### Problem:
Set down exactly the lines running from the line with "Please annotate the ribbon" to the end of the listing below, both ends included.

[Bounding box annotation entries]
## Start

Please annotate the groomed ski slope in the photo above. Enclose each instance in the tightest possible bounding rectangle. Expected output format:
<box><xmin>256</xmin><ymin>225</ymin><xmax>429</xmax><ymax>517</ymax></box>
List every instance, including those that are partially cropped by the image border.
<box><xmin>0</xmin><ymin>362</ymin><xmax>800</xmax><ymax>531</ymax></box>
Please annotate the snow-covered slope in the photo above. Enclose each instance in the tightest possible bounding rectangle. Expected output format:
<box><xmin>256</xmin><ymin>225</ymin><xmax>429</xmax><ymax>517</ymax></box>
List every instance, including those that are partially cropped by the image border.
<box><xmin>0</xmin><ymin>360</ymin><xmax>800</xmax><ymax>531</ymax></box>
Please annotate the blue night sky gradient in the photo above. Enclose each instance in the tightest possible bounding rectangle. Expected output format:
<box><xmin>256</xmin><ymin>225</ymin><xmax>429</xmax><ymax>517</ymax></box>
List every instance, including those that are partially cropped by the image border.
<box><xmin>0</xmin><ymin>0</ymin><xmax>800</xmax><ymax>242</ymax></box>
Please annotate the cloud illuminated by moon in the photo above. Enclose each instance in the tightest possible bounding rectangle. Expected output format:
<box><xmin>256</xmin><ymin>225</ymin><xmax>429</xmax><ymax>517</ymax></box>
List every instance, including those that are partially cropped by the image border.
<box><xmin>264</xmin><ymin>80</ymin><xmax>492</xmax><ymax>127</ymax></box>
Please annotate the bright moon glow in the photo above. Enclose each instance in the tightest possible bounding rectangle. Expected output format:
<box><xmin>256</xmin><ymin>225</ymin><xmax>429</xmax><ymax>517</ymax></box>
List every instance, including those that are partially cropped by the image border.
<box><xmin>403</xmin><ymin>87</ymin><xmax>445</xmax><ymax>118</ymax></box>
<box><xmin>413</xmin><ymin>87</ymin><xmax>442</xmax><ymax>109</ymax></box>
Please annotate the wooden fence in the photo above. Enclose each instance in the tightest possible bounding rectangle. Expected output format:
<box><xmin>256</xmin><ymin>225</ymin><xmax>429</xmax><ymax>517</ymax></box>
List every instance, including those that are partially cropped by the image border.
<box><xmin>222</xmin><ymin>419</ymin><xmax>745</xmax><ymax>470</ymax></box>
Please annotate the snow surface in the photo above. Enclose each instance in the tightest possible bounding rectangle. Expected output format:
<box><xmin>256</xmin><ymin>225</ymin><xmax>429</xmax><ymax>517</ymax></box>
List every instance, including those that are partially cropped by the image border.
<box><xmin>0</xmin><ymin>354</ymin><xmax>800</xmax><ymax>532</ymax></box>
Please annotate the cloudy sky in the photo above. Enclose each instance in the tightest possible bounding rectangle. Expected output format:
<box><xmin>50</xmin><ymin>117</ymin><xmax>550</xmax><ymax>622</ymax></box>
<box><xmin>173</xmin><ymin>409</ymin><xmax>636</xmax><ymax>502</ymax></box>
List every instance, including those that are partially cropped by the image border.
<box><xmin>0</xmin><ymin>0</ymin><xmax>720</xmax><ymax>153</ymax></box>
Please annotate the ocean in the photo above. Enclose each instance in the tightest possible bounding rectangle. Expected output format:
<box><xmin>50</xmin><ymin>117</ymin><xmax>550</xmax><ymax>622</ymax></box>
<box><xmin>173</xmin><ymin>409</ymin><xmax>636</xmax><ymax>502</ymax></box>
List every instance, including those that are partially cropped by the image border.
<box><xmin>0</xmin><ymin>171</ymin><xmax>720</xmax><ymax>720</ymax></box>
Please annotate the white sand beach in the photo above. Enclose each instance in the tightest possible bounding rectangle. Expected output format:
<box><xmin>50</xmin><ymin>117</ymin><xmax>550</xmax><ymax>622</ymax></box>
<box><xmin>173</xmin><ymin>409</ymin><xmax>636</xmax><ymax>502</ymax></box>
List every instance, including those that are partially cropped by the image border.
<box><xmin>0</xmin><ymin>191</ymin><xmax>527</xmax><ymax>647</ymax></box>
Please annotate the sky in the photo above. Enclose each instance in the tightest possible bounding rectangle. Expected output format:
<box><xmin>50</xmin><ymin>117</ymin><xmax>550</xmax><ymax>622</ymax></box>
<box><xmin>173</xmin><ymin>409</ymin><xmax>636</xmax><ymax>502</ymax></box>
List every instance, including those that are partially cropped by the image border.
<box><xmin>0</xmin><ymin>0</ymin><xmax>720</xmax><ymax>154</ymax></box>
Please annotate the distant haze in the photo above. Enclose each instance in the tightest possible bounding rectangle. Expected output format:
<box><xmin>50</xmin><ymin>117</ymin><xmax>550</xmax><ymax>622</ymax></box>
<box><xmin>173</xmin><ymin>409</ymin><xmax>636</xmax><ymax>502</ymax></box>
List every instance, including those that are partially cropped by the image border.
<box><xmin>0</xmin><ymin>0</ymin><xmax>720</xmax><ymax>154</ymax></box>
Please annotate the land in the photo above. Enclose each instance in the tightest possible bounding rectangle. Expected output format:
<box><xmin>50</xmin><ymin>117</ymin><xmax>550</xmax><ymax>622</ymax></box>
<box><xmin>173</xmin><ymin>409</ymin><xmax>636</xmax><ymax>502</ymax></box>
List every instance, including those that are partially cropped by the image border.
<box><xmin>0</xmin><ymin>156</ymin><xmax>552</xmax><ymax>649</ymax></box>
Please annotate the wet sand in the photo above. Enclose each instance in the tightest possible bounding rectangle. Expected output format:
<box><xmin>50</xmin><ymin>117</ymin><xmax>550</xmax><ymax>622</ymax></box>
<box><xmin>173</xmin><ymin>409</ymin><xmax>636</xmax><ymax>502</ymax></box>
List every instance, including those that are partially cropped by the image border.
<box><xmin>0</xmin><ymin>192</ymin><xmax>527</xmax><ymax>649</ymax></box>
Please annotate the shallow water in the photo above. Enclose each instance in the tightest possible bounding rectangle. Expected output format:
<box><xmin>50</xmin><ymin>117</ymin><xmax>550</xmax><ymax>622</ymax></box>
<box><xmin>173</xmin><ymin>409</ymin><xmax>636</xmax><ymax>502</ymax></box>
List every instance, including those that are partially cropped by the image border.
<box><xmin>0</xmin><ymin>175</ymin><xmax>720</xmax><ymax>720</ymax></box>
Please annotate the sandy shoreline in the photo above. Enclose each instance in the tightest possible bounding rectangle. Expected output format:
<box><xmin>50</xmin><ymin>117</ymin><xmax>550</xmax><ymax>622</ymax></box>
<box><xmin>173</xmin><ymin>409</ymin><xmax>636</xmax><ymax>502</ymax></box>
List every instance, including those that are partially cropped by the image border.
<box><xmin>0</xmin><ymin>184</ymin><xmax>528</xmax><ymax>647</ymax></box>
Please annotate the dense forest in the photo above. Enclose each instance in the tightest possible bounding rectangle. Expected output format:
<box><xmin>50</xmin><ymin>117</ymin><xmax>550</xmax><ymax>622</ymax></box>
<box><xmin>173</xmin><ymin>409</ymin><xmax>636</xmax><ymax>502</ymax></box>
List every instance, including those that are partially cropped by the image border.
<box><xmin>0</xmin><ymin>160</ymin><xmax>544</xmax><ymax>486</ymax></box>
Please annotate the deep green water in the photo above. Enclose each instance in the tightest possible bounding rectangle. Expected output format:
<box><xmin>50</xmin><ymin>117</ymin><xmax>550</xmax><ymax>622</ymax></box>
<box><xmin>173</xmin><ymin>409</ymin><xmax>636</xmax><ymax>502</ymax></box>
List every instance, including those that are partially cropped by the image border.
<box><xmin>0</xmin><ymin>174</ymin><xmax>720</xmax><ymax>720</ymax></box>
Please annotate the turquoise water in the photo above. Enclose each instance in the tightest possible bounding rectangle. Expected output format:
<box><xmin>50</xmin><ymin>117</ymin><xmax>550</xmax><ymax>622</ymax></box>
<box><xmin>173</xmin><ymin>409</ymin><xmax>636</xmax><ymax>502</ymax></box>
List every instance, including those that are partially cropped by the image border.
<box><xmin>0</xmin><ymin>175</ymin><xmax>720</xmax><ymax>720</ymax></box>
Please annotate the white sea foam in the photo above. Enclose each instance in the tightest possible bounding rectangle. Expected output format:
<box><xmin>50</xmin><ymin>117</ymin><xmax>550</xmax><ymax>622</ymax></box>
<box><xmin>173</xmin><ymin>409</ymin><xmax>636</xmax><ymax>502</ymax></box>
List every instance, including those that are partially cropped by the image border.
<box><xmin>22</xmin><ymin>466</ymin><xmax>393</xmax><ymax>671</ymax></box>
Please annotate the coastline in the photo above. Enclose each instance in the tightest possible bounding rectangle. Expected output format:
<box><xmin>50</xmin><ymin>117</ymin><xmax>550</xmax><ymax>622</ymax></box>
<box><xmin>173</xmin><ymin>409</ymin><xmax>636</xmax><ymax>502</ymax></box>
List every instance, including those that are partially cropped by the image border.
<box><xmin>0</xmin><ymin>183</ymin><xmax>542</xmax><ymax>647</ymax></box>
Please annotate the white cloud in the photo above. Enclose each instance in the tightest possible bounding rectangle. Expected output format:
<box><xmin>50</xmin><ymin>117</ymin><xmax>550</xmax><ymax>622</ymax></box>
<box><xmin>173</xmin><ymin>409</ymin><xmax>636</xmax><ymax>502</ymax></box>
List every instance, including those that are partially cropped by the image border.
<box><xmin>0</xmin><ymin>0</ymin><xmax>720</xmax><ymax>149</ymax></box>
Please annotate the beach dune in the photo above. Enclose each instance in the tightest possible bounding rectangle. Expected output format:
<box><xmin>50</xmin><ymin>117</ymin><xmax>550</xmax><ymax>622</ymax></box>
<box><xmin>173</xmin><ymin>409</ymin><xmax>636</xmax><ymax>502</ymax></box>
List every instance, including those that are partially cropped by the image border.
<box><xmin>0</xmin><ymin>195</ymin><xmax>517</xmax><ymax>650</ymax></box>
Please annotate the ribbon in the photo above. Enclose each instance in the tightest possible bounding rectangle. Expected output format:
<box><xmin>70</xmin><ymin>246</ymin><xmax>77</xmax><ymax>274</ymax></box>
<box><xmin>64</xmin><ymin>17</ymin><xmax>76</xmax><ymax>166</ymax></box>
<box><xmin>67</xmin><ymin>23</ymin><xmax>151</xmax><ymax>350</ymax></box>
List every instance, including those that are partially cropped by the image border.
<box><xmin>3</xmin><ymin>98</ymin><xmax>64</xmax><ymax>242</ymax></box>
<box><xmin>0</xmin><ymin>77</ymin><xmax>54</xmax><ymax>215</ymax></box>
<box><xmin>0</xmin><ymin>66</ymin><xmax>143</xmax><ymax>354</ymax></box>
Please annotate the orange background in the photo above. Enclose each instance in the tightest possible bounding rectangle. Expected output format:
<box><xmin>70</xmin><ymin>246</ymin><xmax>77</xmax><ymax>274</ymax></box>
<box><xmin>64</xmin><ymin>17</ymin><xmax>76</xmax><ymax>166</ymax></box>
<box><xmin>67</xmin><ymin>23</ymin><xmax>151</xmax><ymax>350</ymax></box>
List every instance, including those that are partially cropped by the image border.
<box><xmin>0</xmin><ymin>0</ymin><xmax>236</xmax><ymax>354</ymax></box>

## End

### Solution:
Please annotate the ribbon in the photo above. Enclose each instance in the tightest possible bounding rectangle. Expected output format:
<box><xmin>70</xmin><ymin>246</ymin><xmax>77</xmax><ymax>274</ymax></box>
<box><xmin>64</xmin><ymin>17</ymin><xmax>76</xmax><ymax>166</ymax></box>
<box><xmin>67</xmin><ymin>23</ymin><xmax>151</xmax><ymax>350</ymax></box>
List every instance, including those that are partially cropped by the image border.
<box><xmin>3</xmin><ymin>98</ymin><xmax>64</xmax><ymax>242</ymax></box>
<box><xmin>0</xmin><ymin>77</ymin><xmax>54</xmax><ymax>215</ymax></box>
<box><xmin>0</xmin><ymin>66</ymin><xmax>143</xmax><ymax>354</ymax></box>
Please annotate the orange background in the photo above. Enclose each instance in the tightest possible bounding rectangle. Expected output format:
<box><xmin>70</xmin><ymin>246</ymin><xmax>77</xmax><ymax>274</ymax></box>
<box><xmin>64</xmin><ymin>17</ymin><xmax>76</xmax><ymax>166</ymax></box>
<box><xmin>67</xmin><ymin>23</ymin><xmax>151</xmax><ymax>350</ymax></box>
List every instance, including those that are partially cropped by the image border.
<box><xmin>0</xmin><ymin>0</ymin><xmax>236</xmax><ymax>354</ymax></box>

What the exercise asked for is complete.